What is expected -> Swap each "Annotation task" in the listing below for "Labeling job", and write out every line again with nothing else altered.

Records for this task ->
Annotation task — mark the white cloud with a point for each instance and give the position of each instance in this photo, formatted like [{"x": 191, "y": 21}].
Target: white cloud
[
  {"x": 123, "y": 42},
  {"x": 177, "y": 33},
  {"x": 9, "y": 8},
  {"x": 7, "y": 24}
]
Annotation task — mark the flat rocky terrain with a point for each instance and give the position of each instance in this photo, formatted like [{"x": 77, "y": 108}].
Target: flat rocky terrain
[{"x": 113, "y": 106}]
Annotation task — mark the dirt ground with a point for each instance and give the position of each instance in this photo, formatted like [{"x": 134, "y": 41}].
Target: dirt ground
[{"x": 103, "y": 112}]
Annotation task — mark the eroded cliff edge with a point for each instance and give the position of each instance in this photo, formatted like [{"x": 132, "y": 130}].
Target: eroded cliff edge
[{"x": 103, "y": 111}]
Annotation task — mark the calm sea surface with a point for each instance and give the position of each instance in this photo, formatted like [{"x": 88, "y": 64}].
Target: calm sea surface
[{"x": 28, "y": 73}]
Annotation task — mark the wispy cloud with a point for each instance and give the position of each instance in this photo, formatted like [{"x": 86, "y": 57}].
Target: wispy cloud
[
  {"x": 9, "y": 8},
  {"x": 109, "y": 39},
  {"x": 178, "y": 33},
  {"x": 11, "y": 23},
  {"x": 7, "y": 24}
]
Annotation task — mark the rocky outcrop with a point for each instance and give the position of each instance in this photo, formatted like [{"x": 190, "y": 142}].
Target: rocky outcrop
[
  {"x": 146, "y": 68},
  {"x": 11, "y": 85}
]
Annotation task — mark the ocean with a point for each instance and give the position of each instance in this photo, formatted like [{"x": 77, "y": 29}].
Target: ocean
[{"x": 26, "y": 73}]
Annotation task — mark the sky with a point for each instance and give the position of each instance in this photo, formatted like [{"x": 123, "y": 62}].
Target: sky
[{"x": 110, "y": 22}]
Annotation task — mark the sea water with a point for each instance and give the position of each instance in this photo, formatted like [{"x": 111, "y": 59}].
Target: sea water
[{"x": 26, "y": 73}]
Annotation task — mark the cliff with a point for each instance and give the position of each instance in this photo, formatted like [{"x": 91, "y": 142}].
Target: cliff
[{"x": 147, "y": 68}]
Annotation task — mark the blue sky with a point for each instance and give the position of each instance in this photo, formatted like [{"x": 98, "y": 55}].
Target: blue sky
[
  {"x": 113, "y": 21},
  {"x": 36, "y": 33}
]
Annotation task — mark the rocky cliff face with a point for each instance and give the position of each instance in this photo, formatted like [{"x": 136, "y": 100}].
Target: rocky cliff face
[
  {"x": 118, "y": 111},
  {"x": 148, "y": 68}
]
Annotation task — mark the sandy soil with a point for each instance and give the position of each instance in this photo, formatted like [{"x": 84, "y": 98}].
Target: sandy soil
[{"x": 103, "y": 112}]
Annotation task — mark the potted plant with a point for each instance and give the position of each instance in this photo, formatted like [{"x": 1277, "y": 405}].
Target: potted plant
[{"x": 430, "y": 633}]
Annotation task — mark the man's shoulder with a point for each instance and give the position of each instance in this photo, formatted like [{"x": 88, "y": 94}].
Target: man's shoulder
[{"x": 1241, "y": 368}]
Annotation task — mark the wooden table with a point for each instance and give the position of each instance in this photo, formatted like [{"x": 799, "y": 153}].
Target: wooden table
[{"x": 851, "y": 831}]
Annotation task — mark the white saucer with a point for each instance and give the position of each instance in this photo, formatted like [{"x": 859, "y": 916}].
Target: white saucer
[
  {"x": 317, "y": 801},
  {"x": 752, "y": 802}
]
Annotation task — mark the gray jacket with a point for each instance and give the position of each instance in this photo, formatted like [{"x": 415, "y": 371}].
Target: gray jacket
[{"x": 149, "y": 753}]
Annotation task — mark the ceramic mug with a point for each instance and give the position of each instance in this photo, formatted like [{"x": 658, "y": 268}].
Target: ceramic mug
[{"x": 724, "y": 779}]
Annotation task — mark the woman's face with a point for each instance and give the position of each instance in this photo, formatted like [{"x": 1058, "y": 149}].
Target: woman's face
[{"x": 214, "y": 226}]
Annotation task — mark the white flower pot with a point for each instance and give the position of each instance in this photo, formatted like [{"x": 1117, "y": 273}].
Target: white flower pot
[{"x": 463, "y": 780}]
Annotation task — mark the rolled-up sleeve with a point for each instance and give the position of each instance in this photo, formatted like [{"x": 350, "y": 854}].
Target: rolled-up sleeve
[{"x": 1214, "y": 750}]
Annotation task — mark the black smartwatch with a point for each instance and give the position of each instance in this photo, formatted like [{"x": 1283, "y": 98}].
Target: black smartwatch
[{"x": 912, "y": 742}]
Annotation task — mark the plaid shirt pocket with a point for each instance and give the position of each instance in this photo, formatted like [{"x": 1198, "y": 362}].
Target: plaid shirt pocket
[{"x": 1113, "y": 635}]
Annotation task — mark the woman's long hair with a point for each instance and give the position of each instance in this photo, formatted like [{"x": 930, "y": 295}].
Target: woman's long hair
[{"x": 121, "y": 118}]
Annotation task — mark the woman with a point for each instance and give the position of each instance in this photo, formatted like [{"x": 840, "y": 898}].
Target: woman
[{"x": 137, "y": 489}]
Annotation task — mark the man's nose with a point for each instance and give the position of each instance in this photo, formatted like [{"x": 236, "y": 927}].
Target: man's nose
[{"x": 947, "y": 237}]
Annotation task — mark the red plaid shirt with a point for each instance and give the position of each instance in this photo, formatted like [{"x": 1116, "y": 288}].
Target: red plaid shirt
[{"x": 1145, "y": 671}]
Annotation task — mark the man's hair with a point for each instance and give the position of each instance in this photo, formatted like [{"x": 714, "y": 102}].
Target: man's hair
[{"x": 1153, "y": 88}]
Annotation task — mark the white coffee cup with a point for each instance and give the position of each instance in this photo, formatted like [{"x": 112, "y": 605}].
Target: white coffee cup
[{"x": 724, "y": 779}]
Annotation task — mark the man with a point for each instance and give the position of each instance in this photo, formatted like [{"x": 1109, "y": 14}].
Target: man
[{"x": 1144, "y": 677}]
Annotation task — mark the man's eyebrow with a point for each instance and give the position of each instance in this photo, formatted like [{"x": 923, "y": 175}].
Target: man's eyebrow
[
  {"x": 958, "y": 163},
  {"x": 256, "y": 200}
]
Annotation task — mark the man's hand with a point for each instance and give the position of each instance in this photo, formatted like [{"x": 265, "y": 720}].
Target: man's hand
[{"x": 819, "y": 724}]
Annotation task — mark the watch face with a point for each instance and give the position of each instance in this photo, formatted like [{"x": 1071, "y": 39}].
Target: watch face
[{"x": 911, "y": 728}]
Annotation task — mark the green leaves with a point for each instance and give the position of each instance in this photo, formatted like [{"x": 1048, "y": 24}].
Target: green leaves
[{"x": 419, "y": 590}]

In response ->
Labeling job — mark the white cloud with a point for each instance and give the position of each instance in this photo, formatted like [{"x": 191, "y": 21}].
Target: white cloud
[
  {"x": 123, "y": 42},
  {"x": 177, "y": 33},
  {"x": 9, "y": 8},
  {"x": 7, "y": 24}
]
Labeling job — mark the flat rocky terrain with a point for each instance and give the position of each instance in this photo, formatted like [{"x": 77, "y": 108}].
Target: flat rocky terrain
[{"x": 113, "y": 106}]
Labeling job — mark the dirt ground with a point for each instance and give the position of each instance in this photo, formatted like [{"x": 134, "y": 41}].
Target: dirt ground
[{"x": 103, "y": 112}]
Labeling job — mark the eroded cliff edge with a point for each instance and give the position of each instance in this photo, formatted like [{"x": 132, "y": 130}].
Target: eroded cliff edge
[{"x": 103, "y": 111}]
Labeling job — mark the calm sea surface with a point for each instance and give the position of each instance in this photo, formatted like [{"x": 88, "y": 64}].
Target: calm sea surface
[{"x": 28, "y": 73}]
Labeling job — mark the wispy cloud with a point for each instance and give the position of each instance in this photo, formatted like [{"x": 86, "y": 57}].
Target: wispy cloud
[
  {"x": 9, "y": 8},
  {"x": 109, "y": 39},
  {"x": 178, "y": 33},
  {"x": 11, "y": 23},
  {"x": 7, "y": 24}
]
Labeling job — mark the rocky outcrop with a point for each instance and give the position of each instance in this photo, formatted like [{"x": 190, "y": 142}].
Target: rocky outcrop
[
  {"x": 146, "y": 68},
  {"x": 11, "y": 85}
]
Labeling job — mark the ocean with a point for each instance and give the position of each instance in this photo, formatted like [{"x": 77, "y": 29}].
Target: ocean
[{"x": 26, "y": 73}]
Labeling job — mark the sky with a point for each instance and give the position of each instance in this photo, formatted like [{"x": 123, "y": 62}].
Target: sky
[{"x": 110, "y": 22}]
Labeling job — mark the sea water with a point for each instance and give the position of each instance in this photo, formatted like [{"x": 111, "y": 59}].
Target: sea water
[{"x": 26, "y": 73}]
Labeling job — mark the cliff with a point for each instance and give the position of each instance in this photo, formatted like [{"x": 91, "y": 142}].
Target: cliff
[{"x": 147, "y": 68}]
Labeling job — mark the blue sky with a point for each instance and give the position of each instance in this photo, formatted like [{"x": 98, "y": 55}].
Target: blue sky
[
  {"x": 113, "y": 21},
  {"x": 36, "y": 33}
]
Labeling job — mark the rocky cliff face with a point for each instance and give the position of each instance in this photo, formatted like [{"x": 136, "y": 100}].
Target: rocky cliff face
[
  {"x": 118, "y": 111},
  {"x": 148, "y": 68}
]
Labeling job — mark the sandy soil with a point for each instance and give the position of each instance in this photo, formatted like [{"x": 84, "y": 98}].
Target: sandy soil
[{"x": 103, "y": 112}]
Labeling job — mark the potted plant with a point for each instance and give the position of each instance in this photo, formatted like [{"x": 1277, "y": 405}].
Target: potted plant
[{"x": 430, "y": 633}]
Labeling job — mark the man's shoulder with a point for each instance and give the position of each instance in this photo, formatted like [{"x": 88, "y": 94}].
Target: man's shoulder
[{"x": 1241, "y": 368}]
Labeling job — mark the wooden table with a point for each instance and give the position of each instance in this photo, formatted like [{"x": 799, "y": 153}].
Target: wooden table
[{"x": 851, "y": 831}]
Labeling job — mark the white saucer with a point for each instance and give the position of each instance in this photo, formatted like [{"x": 859, "y": 916}].
Target: white saucer
[
  {"x": 317, "y": 801},
  {"x": 752, "y": 802}
]
Labeling job — mark the gray jacket with a point for each instance and give the position of each instance in this photo, formatted like [{"x": 415, "y": 371}].
Target: gray jacket
[{"x": 149, "y": 753}]
Labeling job — mark the ceramic mug with a point for each instance and give the position of each instance in this photo, formatted like [{"x": 658, "y": 268}].
Target: ceramic mug
[{"x": 724, "y": 779}]
Labeling job — mark the woman's face with a point for each instance and give the position of each instance in this photo, formatted like [{"x": 1058, "y": 149}].
Target: woman's face
[{"x": 214, "y": 226}]
Labeling job — mark the white flower pot with a point for each instance and give the position of each instance in this photo, formatted like [{"x": 1117, "y": 273}].
Target: white flower pot
[{"x": 463, "y": 780}]
Labeling job — mark the rolled-up sleeve with a point for each instance and give the position of each instance in this photo, formatted like [{"x": 350, "y": 854}].
Target: rolled-up sleeve
[{"x": 1214, "y": 750}]
Labeling job — mark the black smartwatch with a point for each instance and give the position of each instance in this photo, formatted like [{"x": 1283, "y": 98}].
Target: black smartwatch
[{"x": 912, "y": 742}]
Labeling job — mark the plaid shirt pocket with a point for each instance and give the position of each instance in this photo, formatted like [{"x": 1198, "y": 362}].
Target: plaid shirt pocket
[{"x": 1113, "y": 635}]
Labeling job — mark the woman's long hair with a point for each instance and give the position of each instance in this photo, formatted like [{"x": 930, "y": 295}].
Target: woman's long hair
[{"x": 121, "y": 118}]
Labeling job — mark the woman with a point for each instance and give the position of each instance in this photo, formatted like [{"x": 840, "y": 898}].
Target: woman
[{"x": 137, "y": 489}]
Labeling job — mark the man's nose with a point for each instance and give the position of each instance in this photo, formatted like [{"x": 236, "y": 927}].
Target: man's nose
[{"x": 947, "y": 237}]
Labeling job — mark the red plaid shirt with a point for each instance and give the position of each instance in this photo, formatted like [{"x": 1116, "y": 288}].
Target: red plaid shirt
[{"x": 1145, "y": 671}]
Labeling job — mark the man's hair with a point for each instance and give the position of each instance in this photo, formatted like [{"x": 714, "y": 102}].
Target: man's hair
[{"x": 1153, "y": 88}]
Labeling job — mark the white coffee cup with a point for each instance and give the position of each instance in this photo, formatted like [{"x": 112, "y": 605}].
Target: white coffee cup
[{"x": 724, "y": 779}]
Labeling job — mark the man with a point for each instance and give the position of each instance in this photo, formatted like [{"x": 1109, "y": 14}].
Target: man
[{"x": 1144, "y": 677}]
Labeling job — mark the man's eyebrow with a point for each instance and give the position of each instance in this photo, formatted like [{"x": 923, "y": 175}].
Target: man's eyebrow
[
  {"x": 958, "y": 163},
  {"x": 256, "y": 200}
]
Labeling job — mark the man's hand with a point for each instance and give the position of each instance in this photo, formatted like [{"x": 265, "y": 720}].
Target: man's hand
[{"x": 819, "y": 724}]
Labeling job — mark the watch face with a point for each instance and give the position of each instance in this photo, formatted like [{"x": 1071, "y": 39}].
Target: watch face
[{"x": 911, "y": 728}]
Labeling job — mark the green leaves with a point for each instance and give the position of each instance in this photo, formatted like [{"x": 1048, "y": 24}].
Target: green leaves
[{"x": 419, "y": 590}]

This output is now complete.